RECORDS PROVIDED.
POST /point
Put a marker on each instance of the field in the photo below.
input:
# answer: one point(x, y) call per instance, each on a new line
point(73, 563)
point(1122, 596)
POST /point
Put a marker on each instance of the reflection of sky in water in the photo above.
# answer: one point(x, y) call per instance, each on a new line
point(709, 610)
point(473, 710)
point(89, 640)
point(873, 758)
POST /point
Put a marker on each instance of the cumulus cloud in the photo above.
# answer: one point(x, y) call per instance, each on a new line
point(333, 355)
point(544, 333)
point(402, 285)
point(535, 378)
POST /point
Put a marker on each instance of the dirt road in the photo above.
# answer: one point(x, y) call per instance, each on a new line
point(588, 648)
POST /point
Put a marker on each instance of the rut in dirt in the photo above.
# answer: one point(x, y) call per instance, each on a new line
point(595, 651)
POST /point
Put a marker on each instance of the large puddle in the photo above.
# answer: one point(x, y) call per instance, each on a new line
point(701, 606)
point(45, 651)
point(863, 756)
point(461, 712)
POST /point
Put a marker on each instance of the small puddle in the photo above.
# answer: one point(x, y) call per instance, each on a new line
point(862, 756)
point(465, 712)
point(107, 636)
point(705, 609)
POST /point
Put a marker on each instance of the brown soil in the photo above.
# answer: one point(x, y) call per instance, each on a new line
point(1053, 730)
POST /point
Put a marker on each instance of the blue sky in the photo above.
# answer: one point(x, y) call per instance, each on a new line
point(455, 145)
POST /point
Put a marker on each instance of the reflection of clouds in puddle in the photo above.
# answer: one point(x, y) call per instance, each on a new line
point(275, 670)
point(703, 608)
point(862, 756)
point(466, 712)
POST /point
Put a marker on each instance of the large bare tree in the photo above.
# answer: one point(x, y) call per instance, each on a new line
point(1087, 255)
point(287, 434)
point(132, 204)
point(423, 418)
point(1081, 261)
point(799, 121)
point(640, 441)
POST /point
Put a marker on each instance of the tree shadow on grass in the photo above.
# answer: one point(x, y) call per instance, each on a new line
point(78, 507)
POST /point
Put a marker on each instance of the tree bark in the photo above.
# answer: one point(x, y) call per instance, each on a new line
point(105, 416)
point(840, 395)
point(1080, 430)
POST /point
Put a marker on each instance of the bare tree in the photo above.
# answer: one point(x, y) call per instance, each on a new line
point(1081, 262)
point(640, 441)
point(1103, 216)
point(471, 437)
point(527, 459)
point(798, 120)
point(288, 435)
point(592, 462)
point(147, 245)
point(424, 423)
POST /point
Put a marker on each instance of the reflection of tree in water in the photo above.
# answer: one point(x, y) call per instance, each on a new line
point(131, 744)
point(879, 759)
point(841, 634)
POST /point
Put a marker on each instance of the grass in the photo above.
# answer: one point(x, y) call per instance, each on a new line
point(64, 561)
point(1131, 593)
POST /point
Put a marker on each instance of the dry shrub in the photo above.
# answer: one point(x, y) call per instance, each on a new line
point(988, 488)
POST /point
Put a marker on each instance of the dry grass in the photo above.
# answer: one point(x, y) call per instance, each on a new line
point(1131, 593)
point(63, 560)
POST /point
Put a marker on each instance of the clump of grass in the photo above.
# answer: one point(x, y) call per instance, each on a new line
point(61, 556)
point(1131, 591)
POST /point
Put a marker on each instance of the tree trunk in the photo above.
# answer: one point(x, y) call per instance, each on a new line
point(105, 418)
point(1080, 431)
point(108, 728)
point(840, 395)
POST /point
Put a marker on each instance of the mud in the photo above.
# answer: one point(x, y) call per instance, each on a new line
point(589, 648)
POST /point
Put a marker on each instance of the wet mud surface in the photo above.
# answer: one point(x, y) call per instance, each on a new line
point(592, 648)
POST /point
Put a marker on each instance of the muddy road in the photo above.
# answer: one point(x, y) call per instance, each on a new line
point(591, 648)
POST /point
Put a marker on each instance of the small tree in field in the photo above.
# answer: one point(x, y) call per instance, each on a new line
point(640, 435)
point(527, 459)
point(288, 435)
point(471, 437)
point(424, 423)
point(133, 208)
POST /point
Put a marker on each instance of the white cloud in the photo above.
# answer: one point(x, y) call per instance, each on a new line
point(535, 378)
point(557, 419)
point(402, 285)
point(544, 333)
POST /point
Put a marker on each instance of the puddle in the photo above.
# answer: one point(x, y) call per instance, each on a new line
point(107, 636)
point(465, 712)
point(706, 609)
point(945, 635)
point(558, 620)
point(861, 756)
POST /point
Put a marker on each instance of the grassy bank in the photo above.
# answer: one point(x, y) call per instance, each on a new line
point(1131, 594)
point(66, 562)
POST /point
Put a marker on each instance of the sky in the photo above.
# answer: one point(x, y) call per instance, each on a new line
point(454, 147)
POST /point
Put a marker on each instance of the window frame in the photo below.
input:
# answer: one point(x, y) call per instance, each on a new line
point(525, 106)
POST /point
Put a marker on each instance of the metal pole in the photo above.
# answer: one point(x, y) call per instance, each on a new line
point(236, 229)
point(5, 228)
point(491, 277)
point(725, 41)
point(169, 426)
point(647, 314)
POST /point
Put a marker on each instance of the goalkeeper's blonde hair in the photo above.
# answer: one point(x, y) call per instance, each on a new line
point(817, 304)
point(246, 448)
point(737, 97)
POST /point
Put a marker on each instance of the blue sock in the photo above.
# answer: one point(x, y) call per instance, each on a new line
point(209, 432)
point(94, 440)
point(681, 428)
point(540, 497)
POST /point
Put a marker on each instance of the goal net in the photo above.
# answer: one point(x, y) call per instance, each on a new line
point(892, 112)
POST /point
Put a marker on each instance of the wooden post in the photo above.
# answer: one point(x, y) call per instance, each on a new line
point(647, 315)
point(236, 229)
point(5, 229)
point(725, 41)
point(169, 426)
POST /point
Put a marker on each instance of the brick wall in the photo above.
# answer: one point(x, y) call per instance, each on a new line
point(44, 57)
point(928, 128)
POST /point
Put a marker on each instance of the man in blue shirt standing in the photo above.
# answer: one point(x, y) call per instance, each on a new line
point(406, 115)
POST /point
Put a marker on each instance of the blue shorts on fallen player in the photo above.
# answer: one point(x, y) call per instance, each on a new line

GIVEN REQUEST. Copy out all the records again, swapping "marker" for "dot" everywhere and keeping everything else the same.

CORRECT OUTPUT.
POST /point
Put a dot on each instance of the field in the photo below.
input:
# answer: one point(x, y) call per instance, each on a new line
point(73, 563)
point(1122, 596)
POST /point
Put a dot on each instance of the reflection of sky in water in the photo above.
# answer: one point(x, y) call per instance, each on a new line
point(709, 610)
point(473, 710)
point(89, 640)
point(873, 758)
POST /point
Put a dot on each instance of the cumulus cloud in the photo above.
# answer: one point(x, y) call per instance, each on a new line
point(333, 355)
point(544, 333)
point(402, 285)
point(535, 378)
POST /point
Put a dot on each instance of the dirt road in the photo above.
# answer: one point(x, y) call per instance, each on a new line
point(588, 648)
POST /point
Put a dot on each instance of the rut in dirt in the photo above.
# answer: one point(x, y) call per instance, each on a new line
point(595, 651)
POST /point
Put a dot on each instance of the large puddle in the photo above.
# answer: one point(x, y) call per instance, each on a new line
point(701, 606)
point(45, 651)
point(863, 756)
point(461, 712)
POST /point
Put a dot on each instance of the small puddle in the photo above.
# answer: one point(x, y) call per instance, each on a new line
point(862, 756)
point(465, 712)
point(107, 636)
point(705, 609)
POST /point
Put a dot on each instance of the brown soil in the photo above.
# answer: one point(x, y) call per instance, each on a new line
point(1053, 730)
POST /point
Put a dot on each instance of the blue sky in the photo above.
# answer: one point(x, y) call per instance, each on a new line
point(455, 145)
POST /point
Put a dot on each instance of the reflection of clouds in puddle in the photo above.
# answer: one point(x, y) call per instance, each on a new line
point(275, 670)
point(703, 608)
point(862, 756)
point(466, 712)
POST /point
Put a dot on each instance of the large bare tree in the photo above.
# answer: one point(x, y) call per instance, each on a new line
point(1087, 255)
point(287, 434)
point(132, 204)
point(423, 418)
point(1081, 261)
point(799, 121)
point(640, 441)
POST /point
Put a dot on each instance of the tree shadow on grass in the photo above.
# answer: one point(x, y) call per instance, each on a new line
point(78, 507)
POST /point
Put a dot on each instance of the tree bark in the photo above.
# answer: one point(x, y) call per instance, each on a new line
point(105, 416)
point(840, 395)
point(1080, 430)
POST /point
Put a dot on each instance of the bare tree in the photo above.
# answer: one point(x, y) call per instance, each on a new line
point(1081, 262)
point(640, 441)
point(1103, 216)
point(471, 437)
point(527, 459)
point(798, 120)
point(288, 435)
point(592, 462)
point(147, 245)
point(424, 423)
POST /point
Put a dot on each instance of the reflection of tree in water in the photo above.
# answer: one point(x, y) call per instance, each on a new line
point(131, 744)
point(879, 759)
point(841, 634)
POST /point
Put a dot on each instance of the grass in the photo above.
# answer: one point(x, y) call per instance, each on a new line
point(64, 561)
point(1131, 593)
POST /point
Put a dot on each instance of the dry shrub in the photo above.
# answer: one point(x, y) call per instance, each on a new line
point(988, 488)
POST /point
Put a dot on each instance of the dry grass in the photo above.
# answer: one point(x, y) call per instance, each on a new line
point(1131, 593)
point(63, 560)
POST /point
Put a dot on each instance of the clump of grass in the photo above.
# answer: one point(x, y) call per instance, each on a new line
point(61, 556)
point(1131, 591)
POST /point
Put a dot on each instance of the tree trunk in the photo above.
# answer: one point(x, y) call per instance, each on a new line
point(105, 418)
point(1080, 431)
point(108, 728)
point(840, 395)
POST /point
Put a dot on each instance of the mud in the photo above.
# answer: one point(x, y) call per instance, each on a new line
point(589, 648)
POST /point
Put a dot on each instance of the wet mud surface in the photo above.
# answer: one point(x, y) call per instance, each on a new line
point(592, 648)
POST /point
Put a dot on each instance of the muddy road in the photo above.
# answer: one point(x, y) call per instance, each on a new line
point(591, 648)
POST /point
Put a dot on each instance of the small tree in field in the photo above.
# answer: one point(x, y) call per instance, each on a new line
point(640, 435)
point(527, 459)
point(288, 435)
point(471, 437)
point(424, 423)
point(133, 208)
POST /point
Put a dot on each instance of the white cloud in the photo above.
# answer: one point(x, y) call per instance, each on a new line
point(535, 378)
point(557, 419)
point(402, 285)
point(544, 333)
POST /point
Put a dot on each instance of the puddle in the photo above.
# answer: one point(x, y) call per instance, each on a new line
point(107, 636)
point(465, 712)
point(706, 609)
point(945, 635)
point(558, 620)
point(861, 756)
POST /point
Put a dot on each instance of the grassy bank in the photo above.
# answer: one point(x, y) call per instance, each on a new line
point(1131, 594)
point(66, 562)
POST /point
Put a dot on each instance of the sky in the photo above.
# answer: one point(x, y) call per instance, each on a new line
point(454, 147)
POST /point
Put a dot on each instance of the window frame in the photo below.
input:
# answer: one point(x, y) call per instance, each on a new line
point(525, 106)
POST /point
Put a dot on each instance of the metal pole in the photo above.
# answer: one point(x, y) call per instance, each on a new line
point(236, 229)
point(5, 228)
point(491, 277)
point(725, 41)
point(169, 426)
point(647, 314)
POST /point
Put a dot on each instance of the goalkeeper's blonde hair in the photo above.
# answer: one point(x, y) call per instance, each on a new line
point(817, 304)
point(246, 448)
point(737, 97)
POST /point
Put a dot on each instance of the blue sock in the photo above.
# answer: one point(x, y) call per instance, each on a new line
point(209, 432)
point(94, 440)
point(681, 428)
point(540, 497)
POST /point
Put a dot on each instance of the goal net in the photo above.
# answer: one point(x, y) call per instance, each on a new line
point(892, 112)
POST /point
Put a dot on each instance of the wooden post in the photo above.
# answer: one point(x, y) call per instance, each on a new line
point(647, 315)
point(236, 229)
point(5, 229)
point(725, 41)
point(169, 426)
POST /point
Put a dot on each instance of the brick wall in the photo above.
# answer: one point(x, y) call per instance, each on a new line
point(44, 57)
point(928, 128)
POST /point
Put a dot on each instance of the man in blue shirt standing in the photo above.
# answer: one point(x, y) call per instance, each on a new line
point(406, 115)
POST /point
Put a dot on each instance of the blue shorts on fallen player in the photo above.
# answer: one point(x, y) call per instance, each on a new line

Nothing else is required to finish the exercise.